- Excerpt provided -
_ _ _ _ _ _ _

Published 09 August 2018

The news about Brookstone Partners intention to develop the first phase of a 900 MW wind farm in Dakhla was broken on Bloomberg. The article cites Dakhla's potential for mining cryptocurrencies and managing data using clean energy. 

“We have exclusive rights to the area for a wind farm, but the issue was there’s no real place to put” the electricity, Michael Toporek, managing general partner at Brookstone, says to Bloomberg. “These days, what you can do with stranded power is set up a computing center, develop this as an off-grid project.”

Brookstone founded the company Soluna Technologies earlier this year to develop the wind farm after acquiring rights to the property from Germany’s Altus AG. Soluna announced in a release on 27 July that it is "building a wind-powered blockchain computing infrastructure in Morocco, to bring a clean, and sustainable alternative to the current cryptocurrency mining approach". See more in this Soluna brief

Western Sahara Resource Watch is concerned that Brookstone seems to have been misled when starting this project on occupied land. 

"In the Soluna press release, the project is located in the wrong country. Dakhla is not at all situated in Morocco. It is situated on land under foreign military occupation. Any agreement that Brookstone has signed with the Moroccan government for that particular area is thus null and void. The envisioned energy production is not at all sustainable, but rather strengthens Morocco's belief that it can violate international law and human rights in Western Sahara", WSRW coordinator Sara Eyckmans stated

"It would be the ultimate sign of a world-gone-mad if we allow digital miners to exploit physical land abandonned by refugees that fled from their homeland. We call on Brookstone to support the UN peace process in Western Sahara by not engaging in a Moroccan infrastructure project in the occupied territory", Eyckmans said. 

The UN General Assembly as early as 1979 called on Morocco to terminate the occupation of the area around Dakhla that Morocco invaded at the time, and that the bitcoin industry now want to exploit. 

As late as on 19 July, the Court of Justice of the EU again underlined that Western Sahara is not part of Morocco. 

It is not clear how the German enterprise Altus AG could have acquired the rights to operate on the occupied land, or which country's laws it considers to apply there. Altus AG was mentioned by Jeune Afrique as having signed a deal with the Moroccan government back in 2011

According to Bloomberg, the renewable sector has has become the preferred means of mining the so-called digital currencies like Bitcoin after electricity costs increased last year. Bloomberg wrote that the Brookstone firm plans to raise $100 million in 2018 in an initial coin offering to build the first 36 megawatts of turbines. "Those will feed crypto-mining and data centers processing blockchain transactions, which run on 18 megawatts of power, according to its white paper. Completing the entire project could cost as much as $3 billion", Bloomberg wrote. 

Brookstone Partners has been present in Africa since 2009, through an entity called Brookstone Africa. One of the companies in this group, is the Moroccan company Platinum Power, with several wind projects in Morocco proper - and two projects in Western Sahara (both in Dakhla and in El Aaiun). Its management consists of several Moroccans, including Nabil Saimi, who is not only the Africa director of Brookstone-created company Soluna, but also former Director of International Cooperation at the Moroccan Agency for Solar Energy (MASEN) [or download].

MASEN is the Moroccan agency that issues the licences to companies that look for opportunities in the occupied territory. 

The government of Morocco is trying to find ways to cements its illegal occupation of the territory. Since 2013, the main player in the development of a renewable sector in Western Sahara has been Siemens. 

UPDATE, 19.04.2019: In October 2018, Soluna published a statement on its website where it defends its operations, stating that Soluna lies "in Morocco".

_ _ _ _ _ _ _

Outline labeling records
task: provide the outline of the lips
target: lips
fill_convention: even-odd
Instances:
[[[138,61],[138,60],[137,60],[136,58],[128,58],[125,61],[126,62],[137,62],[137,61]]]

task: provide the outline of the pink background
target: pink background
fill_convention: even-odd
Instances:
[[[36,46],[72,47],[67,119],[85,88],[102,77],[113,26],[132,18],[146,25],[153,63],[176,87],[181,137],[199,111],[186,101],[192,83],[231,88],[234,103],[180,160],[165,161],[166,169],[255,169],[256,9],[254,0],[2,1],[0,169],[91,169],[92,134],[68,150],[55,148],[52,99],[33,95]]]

_ _ _ _ _ _ _

- Exercise set -
**a.** Rewrite the article on the Dakhla wind farm from "The UN General" to "part of Morocco.", putting "European Court of Justice" in place of "Court of Justice of the EU".
**b.** Print all the outline labeling entries again, line for line, without changing anything.

- Per-task answers -
**a.**
The UN General Assembly as early as 1979 called on Morocco to terminate the occupation of the area around Dakhla that Morocco invaded at the time, and that the bitcoin industry now want to exploit. 

As late as on 19 July, the European Court of Justice again underlined that Western Sahara is not part of Morocco.

**b.**
task: provide the outline of the lips
target: lips
fill_convention: even-odd
Instances:
[[[138,61],[138,60],[137,60],[136,58],[128,58],[125,61],[126,62],[137,62],[137,61]]]

task: provide the outline of the pink background
target: pink background
fill_convention: even-odd
Instances:
[[[36,46],[72,47],[67,119],[85,88],[102,77],[113,26],[132,18],[146,25],[153,63],[176,87],[181,137],[199,111],[186,101],[192,83],[231,88],[234,103],[180,160],[165,161],[166,169],[255,169],[256,9],[254,0],[2,1],[0,169],[91,169],[92,134],[68,150],[55,148],[52,99],[33,95]]]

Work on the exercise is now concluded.